── Recorded data ──

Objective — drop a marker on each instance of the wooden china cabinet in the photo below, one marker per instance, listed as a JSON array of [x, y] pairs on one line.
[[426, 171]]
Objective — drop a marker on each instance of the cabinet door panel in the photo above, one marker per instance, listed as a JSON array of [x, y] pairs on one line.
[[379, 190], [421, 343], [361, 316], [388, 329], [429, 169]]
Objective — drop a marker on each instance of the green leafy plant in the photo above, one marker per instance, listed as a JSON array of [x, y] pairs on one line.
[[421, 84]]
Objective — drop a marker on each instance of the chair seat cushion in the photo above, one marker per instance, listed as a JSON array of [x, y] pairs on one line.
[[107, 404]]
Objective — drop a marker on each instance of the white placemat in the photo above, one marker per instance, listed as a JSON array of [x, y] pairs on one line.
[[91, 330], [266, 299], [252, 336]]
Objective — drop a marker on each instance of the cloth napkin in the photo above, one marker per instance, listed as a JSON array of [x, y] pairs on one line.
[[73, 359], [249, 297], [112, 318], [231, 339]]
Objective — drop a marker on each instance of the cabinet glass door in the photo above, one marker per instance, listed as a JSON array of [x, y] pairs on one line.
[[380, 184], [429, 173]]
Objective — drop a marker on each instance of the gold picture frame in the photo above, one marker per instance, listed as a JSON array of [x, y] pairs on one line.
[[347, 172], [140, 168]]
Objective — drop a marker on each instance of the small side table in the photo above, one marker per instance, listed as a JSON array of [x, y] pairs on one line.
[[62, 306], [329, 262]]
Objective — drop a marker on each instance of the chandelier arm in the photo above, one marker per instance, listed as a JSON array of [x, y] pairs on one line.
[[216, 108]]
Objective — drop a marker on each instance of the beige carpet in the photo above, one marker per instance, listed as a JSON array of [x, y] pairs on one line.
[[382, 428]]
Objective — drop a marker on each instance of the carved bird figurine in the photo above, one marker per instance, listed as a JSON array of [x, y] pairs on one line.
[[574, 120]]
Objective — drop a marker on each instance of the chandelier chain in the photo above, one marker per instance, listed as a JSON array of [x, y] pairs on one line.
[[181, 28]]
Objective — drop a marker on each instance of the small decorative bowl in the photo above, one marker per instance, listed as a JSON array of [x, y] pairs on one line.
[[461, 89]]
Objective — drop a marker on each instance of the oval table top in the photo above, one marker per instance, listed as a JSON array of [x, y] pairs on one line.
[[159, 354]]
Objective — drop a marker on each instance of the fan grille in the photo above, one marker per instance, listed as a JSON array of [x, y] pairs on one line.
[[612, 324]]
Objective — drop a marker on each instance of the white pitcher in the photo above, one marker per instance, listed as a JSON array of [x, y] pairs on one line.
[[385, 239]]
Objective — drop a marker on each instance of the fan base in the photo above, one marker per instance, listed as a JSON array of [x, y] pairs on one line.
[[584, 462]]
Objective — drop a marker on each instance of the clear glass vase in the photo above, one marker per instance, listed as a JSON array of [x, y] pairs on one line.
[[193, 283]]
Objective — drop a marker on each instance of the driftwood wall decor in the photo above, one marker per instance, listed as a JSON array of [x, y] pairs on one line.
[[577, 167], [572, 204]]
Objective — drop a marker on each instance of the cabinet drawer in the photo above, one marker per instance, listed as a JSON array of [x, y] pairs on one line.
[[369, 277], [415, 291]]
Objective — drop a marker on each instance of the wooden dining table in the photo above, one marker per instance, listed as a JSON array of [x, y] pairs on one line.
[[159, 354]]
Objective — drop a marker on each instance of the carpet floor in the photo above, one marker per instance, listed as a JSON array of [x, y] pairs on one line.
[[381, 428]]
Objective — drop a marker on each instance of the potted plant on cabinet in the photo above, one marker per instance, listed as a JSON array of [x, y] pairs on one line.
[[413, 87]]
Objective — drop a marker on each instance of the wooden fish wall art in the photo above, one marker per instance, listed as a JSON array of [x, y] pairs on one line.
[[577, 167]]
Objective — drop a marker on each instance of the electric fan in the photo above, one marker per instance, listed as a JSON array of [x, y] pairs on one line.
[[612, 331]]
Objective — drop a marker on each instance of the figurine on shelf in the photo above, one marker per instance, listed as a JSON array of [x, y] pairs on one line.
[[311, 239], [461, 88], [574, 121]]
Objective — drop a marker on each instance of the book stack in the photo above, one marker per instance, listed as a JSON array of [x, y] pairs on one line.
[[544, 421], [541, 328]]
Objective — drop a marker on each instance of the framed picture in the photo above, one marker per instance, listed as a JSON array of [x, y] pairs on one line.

───
── Recorded data ──

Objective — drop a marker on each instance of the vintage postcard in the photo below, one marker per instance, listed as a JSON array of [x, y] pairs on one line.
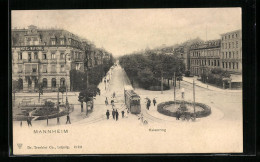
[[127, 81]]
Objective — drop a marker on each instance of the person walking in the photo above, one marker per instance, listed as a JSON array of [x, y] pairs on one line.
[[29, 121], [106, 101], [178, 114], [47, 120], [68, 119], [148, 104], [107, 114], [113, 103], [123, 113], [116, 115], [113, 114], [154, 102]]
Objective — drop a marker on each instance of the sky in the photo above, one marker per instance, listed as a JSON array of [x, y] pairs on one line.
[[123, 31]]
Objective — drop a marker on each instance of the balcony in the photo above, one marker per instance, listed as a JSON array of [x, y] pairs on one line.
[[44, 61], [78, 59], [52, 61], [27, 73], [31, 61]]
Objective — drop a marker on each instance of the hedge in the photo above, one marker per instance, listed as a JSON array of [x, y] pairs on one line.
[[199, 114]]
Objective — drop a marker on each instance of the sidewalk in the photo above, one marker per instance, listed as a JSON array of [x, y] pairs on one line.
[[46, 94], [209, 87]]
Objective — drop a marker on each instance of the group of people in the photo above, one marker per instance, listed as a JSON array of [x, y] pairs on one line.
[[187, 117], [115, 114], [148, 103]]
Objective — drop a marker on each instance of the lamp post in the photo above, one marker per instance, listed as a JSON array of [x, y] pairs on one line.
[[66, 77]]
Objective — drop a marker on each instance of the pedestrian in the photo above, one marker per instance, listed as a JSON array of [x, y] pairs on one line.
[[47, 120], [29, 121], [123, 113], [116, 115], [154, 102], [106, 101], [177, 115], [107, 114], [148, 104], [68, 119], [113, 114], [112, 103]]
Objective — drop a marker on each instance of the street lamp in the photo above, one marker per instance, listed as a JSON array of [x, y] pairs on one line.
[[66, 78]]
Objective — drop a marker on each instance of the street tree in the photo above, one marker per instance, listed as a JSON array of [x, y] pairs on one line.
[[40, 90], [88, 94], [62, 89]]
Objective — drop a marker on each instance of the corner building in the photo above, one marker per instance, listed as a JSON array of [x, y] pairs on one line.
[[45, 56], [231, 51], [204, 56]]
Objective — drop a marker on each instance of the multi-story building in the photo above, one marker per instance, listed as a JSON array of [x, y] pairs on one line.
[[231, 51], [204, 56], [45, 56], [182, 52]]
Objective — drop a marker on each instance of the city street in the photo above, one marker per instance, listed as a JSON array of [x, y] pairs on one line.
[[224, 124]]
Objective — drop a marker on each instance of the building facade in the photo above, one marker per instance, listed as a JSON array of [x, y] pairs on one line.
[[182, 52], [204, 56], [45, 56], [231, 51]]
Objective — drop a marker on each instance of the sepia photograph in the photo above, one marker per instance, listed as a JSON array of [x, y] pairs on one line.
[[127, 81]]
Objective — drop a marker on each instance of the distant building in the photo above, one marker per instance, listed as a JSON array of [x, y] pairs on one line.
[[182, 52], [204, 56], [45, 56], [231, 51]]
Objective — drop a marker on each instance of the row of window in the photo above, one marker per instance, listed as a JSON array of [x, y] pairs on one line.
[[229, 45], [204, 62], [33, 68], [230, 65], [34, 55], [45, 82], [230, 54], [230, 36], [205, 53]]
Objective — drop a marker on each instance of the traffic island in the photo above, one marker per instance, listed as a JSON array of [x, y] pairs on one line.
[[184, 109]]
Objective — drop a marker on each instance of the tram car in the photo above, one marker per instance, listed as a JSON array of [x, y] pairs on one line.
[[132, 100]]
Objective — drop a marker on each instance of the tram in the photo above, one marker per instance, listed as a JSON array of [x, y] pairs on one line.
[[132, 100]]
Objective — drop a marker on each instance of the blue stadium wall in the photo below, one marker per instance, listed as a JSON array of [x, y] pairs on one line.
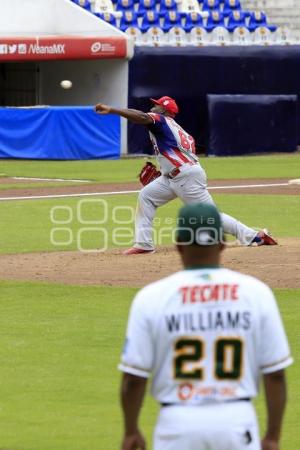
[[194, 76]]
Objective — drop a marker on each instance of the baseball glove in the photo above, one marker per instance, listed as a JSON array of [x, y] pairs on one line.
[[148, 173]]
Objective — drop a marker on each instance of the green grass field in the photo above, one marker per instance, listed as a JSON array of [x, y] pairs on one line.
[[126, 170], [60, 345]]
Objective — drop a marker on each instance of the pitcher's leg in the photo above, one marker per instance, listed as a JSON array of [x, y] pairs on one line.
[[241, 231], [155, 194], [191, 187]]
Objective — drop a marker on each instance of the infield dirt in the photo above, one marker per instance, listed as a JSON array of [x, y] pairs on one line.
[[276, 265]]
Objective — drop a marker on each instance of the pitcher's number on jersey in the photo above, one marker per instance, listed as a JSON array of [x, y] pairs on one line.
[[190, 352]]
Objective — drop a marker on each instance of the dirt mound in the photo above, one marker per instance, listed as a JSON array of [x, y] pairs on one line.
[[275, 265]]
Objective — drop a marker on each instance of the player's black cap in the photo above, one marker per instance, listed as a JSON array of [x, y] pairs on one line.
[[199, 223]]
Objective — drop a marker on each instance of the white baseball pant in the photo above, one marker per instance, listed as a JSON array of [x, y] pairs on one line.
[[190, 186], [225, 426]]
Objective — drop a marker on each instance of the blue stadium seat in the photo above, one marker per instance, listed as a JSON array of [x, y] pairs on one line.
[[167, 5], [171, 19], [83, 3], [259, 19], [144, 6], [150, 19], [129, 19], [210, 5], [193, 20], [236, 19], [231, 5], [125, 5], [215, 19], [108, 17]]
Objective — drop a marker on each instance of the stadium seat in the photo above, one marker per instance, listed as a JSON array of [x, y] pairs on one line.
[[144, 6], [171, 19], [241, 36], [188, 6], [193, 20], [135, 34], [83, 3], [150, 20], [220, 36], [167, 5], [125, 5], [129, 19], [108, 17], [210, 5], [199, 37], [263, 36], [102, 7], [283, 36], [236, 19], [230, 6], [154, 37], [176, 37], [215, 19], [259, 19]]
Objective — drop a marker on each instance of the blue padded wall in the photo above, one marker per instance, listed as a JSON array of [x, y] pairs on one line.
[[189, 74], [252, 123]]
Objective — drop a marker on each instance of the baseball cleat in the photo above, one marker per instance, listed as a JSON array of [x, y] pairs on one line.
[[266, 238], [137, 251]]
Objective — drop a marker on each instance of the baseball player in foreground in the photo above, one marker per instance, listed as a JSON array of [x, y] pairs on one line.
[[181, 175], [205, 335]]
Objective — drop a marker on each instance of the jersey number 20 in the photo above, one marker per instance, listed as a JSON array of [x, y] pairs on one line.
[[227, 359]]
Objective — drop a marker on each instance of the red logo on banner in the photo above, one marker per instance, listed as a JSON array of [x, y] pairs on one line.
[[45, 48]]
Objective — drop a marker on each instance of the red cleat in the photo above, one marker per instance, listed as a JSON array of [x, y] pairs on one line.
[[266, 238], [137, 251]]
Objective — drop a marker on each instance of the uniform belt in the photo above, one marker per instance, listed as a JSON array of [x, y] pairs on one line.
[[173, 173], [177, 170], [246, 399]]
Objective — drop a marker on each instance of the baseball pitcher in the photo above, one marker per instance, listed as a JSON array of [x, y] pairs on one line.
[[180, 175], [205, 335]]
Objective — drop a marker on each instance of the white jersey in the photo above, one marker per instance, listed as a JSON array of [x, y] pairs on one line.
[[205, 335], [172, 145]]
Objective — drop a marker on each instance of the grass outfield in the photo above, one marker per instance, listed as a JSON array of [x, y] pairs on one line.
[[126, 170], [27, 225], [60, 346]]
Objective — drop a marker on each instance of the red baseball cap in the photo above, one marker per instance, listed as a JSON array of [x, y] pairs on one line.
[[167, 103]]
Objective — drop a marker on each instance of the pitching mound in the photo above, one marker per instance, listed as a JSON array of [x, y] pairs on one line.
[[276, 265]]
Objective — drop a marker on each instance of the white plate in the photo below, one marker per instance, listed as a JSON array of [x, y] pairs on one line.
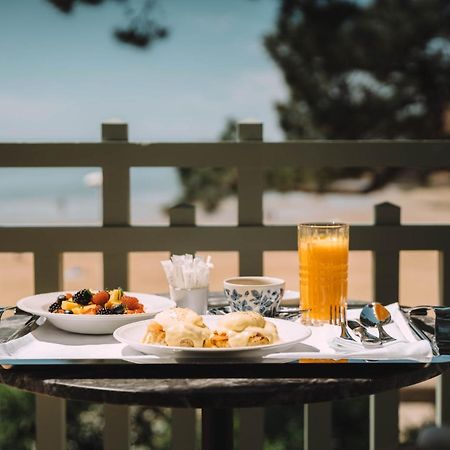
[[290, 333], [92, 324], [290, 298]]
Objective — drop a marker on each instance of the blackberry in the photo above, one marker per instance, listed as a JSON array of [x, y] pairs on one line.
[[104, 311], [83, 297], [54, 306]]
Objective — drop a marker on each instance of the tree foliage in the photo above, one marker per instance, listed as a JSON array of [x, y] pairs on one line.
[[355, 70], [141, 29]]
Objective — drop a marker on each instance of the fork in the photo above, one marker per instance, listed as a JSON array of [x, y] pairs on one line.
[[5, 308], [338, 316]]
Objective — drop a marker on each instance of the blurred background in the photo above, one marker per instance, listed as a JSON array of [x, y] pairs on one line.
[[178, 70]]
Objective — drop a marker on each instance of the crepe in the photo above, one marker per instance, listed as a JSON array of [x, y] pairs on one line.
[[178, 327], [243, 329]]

───

• **The problem**: Reproduce in full every line of the entries, from the line that contains "the wooden china" through the line that contains "[[379, 190], [421, 343], [361, 316], [388, 329], [429, 169]]", and increase each coordinate in the answers by 128. Include no other lines.

• **Expected answer**:
Objective — drop a marker on each instance of the wooden china cabinet in the photo below, one marker per instance, listed as a JSON array of [x, y] pairs on one line.
[[554, 299]]
Objective — drop a marker on each instance of the cabinet door panel in the photo above, one marker per instance, listed as a JSON array of [x, y] pairs on one line.
[[507, 318], [549, 471], [489, 444], [516, 457], [557, 297]]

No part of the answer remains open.